BEGIN Exercise material

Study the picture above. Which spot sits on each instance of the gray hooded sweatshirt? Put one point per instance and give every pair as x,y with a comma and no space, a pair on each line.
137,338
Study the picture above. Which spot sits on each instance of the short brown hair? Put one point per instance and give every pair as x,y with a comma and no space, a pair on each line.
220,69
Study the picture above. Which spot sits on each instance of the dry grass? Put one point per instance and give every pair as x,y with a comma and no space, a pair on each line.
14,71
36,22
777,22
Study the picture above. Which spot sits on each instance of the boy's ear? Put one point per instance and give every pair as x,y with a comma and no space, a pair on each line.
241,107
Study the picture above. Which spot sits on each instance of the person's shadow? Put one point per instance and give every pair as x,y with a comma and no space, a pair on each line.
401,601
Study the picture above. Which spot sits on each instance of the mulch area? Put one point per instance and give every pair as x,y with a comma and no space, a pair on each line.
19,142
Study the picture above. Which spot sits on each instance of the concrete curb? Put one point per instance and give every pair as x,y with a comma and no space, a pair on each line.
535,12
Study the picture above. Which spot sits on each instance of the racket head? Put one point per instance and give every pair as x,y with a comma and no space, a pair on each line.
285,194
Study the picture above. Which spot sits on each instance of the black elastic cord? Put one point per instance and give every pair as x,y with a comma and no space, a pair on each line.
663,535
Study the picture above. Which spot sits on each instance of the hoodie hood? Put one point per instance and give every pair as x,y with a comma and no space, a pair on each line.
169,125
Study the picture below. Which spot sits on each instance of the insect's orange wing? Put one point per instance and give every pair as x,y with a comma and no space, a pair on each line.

END Exercise material

Exercise brief |
Reproduce all records exactly, without omissions.

Written response |
Study the picture above. Which spot sits on each instance of the gray hooded sweatshirt? Put one point per instance and give every pair as x,y with a comma and no space, a pair on each line.
137,338
Study the picture above. Which spot sits on each instance of the short brown hair? Put one point per instance and give every pair as x,y with a comma and no space, a pair on each line.
220,69
Study the picture above. Which spot sits on each instance of the dry grass? Put one point per instance and give every pair as x,y with a comma and no space, a pair on each line.
14,71
36,22
777,22
Study the picture above. Which spot sits on each instance of the boy's ear? Put one point per instance and give every pair as x,y with a comma and no space, a pair on each line.
241,107
Study the picture above. Which spot sits on each instance of the person's shadow? Put one point per instance and give every pair as x,y with a comma and no space, a pair on each line.
401,601
Study the picture above. Which spot sits on each instance of the mulch area? Put one point per instance and give every pair as x,y with a comma and no space, a pair on each line.
19,142
Study the picture above. Which spot sits on each instance of the concrete curb? Put one point per instance and give every pair as x,y with a comma and no space, a pair on each line.
535,12
Study the picture above. Which spot sits on each instance of the racket head? Put one point per instance and give every pair as x,y with a comma and no space, a pair on each line.
285,194
Study the picture above. Which spot sits on each instance of the black elastic cord? Put one point per instance and give every pair as x,y with a comma and no space, a pair on each line.
663,535
Study the picture above. Which spot sits on each instance of the hoodie hood? Put one point per instance and give every pair as x,y with a comma and no space, a pair on each line.
169,125
Study the picture below. Which spot sits on each instance of the insect's orange wing? Put one point per instance and give every pair as x,y with a comma and no space, a pair on each line.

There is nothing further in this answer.